ABOUT THIS EXERCISE:
Each line below that contains the word "like" must be copied.

RECORDS FOR THIS TASK:
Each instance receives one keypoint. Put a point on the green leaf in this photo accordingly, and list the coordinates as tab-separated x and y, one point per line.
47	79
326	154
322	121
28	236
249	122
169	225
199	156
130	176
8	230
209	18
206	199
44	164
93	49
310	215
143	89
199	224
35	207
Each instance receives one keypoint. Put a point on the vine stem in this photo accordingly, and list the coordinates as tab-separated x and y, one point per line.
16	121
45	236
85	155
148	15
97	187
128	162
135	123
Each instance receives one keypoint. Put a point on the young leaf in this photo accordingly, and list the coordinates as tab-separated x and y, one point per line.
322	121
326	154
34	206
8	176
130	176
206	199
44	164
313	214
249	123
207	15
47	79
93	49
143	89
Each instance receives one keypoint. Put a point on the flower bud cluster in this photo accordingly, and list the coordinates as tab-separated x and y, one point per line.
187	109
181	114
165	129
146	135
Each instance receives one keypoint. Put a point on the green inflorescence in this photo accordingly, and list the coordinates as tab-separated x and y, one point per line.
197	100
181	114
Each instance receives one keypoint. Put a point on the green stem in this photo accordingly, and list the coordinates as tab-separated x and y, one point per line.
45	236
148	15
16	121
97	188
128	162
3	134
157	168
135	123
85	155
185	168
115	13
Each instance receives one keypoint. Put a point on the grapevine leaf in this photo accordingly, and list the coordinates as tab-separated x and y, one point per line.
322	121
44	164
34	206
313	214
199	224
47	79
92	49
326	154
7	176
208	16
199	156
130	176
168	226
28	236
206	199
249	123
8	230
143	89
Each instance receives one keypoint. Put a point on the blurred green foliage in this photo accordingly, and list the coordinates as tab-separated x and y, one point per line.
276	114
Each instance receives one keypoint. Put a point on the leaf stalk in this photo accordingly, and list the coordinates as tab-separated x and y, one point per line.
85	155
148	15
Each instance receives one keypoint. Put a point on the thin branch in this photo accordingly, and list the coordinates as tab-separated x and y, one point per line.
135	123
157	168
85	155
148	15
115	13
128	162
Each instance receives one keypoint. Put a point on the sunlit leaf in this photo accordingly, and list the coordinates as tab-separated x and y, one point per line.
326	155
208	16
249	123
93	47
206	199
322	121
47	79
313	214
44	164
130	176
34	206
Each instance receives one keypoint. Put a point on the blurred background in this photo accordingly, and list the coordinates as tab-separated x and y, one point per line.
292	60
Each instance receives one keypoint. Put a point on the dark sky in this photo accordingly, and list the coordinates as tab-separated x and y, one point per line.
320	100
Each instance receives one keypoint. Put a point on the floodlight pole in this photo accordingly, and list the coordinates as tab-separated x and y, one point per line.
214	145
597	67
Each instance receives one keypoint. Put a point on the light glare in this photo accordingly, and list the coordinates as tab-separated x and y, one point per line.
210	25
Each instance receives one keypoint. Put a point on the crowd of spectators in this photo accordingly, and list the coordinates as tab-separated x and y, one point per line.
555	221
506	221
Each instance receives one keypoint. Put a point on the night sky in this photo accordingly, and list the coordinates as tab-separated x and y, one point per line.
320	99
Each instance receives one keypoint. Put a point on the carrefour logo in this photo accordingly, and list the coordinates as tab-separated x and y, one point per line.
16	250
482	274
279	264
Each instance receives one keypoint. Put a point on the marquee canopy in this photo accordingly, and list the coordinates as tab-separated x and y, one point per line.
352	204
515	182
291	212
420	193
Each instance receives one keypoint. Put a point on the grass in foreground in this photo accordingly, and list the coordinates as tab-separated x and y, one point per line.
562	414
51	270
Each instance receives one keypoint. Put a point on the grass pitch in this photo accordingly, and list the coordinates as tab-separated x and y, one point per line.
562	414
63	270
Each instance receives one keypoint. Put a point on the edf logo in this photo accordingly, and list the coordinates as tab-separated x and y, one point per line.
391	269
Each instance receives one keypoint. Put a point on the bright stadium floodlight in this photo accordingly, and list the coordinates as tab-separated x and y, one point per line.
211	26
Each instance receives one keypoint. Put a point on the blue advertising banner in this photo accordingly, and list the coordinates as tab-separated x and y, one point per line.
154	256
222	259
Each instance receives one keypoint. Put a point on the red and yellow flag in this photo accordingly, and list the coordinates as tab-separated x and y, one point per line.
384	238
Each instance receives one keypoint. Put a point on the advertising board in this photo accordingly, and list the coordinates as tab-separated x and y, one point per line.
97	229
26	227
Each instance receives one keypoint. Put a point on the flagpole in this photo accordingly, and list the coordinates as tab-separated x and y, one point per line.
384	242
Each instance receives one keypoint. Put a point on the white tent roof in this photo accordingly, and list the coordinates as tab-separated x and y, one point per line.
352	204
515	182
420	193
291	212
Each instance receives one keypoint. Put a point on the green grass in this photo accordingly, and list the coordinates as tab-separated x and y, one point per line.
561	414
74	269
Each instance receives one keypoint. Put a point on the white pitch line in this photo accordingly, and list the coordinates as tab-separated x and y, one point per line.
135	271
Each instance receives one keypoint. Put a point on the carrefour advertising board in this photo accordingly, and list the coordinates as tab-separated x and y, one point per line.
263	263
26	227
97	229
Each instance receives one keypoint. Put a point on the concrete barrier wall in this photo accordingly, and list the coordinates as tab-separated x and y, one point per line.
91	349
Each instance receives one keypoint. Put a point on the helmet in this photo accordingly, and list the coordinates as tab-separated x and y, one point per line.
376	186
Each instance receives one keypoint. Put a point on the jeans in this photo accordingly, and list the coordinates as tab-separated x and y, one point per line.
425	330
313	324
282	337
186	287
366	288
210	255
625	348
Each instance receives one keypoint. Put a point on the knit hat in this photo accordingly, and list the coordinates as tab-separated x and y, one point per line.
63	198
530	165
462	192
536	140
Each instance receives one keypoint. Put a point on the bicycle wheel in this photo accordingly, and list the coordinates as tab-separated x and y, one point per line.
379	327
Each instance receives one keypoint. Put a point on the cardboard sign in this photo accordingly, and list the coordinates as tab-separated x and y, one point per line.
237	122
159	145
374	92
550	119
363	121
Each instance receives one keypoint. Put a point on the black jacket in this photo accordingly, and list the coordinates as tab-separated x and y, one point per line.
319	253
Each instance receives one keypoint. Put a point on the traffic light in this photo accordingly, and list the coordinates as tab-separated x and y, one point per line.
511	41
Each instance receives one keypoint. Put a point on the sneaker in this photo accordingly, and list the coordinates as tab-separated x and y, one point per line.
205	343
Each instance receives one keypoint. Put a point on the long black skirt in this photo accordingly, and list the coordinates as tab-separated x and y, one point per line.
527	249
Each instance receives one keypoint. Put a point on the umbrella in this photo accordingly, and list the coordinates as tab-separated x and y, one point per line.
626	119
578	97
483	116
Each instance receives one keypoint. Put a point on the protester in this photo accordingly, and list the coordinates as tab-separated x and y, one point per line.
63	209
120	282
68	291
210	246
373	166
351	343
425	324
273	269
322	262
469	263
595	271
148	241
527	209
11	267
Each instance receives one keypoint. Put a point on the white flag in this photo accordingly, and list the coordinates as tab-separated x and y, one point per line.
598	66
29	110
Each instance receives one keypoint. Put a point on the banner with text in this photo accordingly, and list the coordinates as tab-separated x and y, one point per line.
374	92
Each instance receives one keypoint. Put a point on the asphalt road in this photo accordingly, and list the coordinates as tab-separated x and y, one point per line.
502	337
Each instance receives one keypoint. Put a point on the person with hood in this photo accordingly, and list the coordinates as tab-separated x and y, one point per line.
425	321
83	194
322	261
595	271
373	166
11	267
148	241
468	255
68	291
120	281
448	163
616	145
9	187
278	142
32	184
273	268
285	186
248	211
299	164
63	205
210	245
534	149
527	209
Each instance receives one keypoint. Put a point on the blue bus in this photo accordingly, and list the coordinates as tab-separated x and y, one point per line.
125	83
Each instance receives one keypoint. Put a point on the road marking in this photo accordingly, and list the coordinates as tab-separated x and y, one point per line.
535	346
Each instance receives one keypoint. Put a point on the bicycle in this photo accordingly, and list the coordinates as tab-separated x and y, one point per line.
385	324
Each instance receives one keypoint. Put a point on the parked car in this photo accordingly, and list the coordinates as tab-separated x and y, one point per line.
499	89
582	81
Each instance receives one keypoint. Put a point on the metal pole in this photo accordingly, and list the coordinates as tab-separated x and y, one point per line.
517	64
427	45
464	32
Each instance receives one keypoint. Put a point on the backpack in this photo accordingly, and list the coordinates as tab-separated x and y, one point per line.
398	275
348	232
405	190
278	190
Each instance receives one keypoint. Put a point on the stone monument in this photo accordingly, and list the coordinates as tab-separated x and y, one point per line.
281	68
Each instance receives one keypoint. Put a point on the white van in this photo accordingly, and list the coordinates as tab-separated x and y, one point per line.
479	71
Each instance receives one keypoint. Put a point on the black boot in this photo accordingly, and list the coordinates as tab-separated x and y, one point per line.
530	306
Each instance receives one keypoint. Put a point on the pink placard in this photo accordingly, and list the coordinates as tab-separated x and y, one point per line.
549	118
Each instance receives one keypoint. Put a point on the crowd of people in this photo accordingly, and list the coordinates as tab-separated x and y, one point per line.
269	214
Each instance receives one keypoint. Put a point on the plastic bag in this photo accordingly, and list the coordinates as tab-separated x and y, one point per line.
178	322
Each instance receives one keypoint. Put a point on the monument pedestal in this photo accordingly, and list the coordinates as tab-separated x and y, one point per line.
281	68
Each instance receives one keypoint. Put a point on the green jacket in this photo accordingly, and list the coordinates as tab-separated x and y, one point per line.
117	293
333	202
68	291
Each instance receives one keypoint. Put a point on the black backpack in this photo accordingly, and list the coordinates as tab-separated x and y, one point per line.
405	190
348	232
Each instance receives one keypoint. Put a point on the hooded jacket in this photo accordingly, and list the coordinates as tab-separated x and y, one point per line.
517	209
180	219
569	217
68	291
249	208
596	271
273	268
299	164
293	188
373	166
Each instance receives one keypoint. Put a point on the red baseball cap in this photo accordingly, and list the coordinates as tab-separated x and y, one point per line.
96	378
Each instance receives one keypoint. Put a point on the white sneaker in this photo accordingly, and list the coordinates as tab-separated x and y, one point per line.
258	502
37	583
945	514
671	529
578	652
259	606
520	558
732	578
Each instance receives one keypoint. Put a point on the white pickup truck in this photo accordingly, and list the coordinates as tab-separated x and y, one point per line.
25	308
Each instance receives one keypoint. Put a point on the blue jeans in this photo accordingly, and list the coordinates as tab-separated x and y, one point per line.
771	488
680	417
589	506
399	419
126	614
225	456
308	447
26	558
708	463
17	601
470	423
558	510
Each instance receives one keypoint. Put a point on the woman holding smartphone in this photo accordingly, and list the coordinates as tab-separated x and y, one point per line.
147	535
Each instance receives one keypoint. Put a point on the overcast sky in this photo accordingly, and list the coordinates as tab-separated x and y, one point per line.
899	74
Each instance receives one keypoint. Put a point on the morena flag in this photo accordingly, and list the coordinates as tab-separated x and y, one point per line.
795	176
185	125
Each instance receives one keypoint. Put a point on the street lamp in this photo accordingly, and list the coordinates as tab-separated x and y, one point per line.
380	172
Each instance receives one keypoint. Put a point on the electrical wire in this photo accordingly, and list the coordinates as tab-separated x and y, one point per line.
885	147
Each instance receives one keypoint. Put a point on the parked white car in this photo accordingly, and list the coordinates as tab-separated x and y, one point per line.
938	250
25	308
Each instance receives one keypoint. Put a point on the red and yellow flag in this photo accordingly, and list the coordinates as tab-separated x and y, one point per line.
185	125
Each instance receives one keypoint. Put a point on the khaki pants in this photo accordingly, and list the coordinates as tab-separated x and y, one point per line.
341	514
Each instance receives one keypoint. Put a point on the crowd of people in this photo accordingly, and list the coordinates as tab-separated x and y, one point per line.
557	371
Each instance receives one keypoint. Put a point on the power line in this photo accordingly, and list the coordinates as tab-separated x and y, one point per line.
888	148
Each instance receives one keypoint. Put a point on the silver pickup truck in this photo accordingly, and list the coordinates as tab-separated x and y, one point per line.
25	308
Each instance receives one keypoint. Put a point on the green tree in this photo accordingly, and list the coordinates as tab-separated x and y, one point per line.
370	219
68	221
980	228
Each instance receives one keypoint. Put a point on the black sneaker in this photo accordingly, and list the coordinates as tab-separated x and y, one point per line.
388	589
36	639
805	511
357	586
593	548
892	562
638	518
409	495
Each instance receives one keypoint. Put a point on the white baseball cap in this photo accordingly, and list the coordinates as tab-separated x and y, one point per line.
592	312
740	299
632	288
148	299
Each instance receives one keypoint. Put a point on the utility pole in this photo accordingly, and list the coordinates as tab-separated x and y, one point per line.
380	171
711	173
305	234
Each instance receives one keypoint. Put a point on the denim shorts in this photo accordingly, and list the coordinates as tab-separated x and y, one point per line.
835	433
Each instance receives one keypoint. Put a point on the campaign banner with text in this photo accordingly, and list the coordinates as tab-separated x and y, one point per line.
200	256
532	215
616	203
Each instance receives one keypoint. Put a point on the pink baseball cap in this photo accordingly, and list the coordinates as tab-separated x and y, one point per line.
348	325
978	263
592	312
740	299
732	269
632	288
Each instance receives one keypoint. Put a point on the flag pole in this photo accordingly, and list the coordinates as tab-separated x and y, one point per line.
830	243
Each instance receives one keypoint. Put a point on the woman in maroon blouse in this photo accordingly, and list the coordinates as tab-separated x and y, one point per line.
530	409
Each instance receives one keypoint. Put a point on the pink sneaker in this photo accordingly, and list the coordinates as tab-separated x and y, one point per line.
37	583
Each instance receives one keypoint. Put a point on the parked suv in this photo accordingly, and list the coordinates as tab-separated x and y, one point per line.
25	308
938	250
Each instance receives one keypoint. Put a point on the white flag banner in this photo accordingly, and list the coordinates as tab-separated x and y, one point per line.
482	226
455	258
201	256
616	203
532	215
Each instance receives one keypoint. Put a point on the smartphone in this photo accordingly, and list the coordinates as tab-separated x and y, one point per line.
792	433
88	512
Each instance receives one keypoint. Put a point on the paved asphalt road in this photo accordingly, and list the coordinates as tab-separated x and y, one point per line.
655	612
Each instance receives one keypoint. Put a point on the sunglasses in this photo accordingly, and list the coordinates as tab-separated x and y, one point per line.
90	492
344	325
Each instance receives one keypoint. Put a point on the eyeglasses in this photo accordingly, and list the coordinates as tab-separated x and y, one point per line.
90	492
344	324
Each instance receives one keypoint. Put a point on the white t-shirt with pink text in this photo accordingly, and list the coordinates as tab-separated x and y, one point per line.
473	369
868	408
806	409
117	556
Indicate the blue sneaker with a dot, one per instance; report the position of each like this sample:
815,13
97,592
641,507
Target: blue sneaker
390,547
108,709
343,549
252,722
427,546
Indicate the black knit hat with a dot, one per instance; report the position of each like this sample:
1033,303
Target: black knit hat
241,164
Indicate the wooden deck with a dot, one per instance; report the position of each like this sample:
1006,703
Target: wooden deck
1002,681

OUTPUT FOR THIS EXERCISE:
Indicate the blue sneaker with a dot, one per instance; report the position of each like this sample:
Indicate the black knit hat with a dot, one per instance; report the position of each like this sample:
Indicate the wooden deck with a dot, one per instance; report the position of each like this sample:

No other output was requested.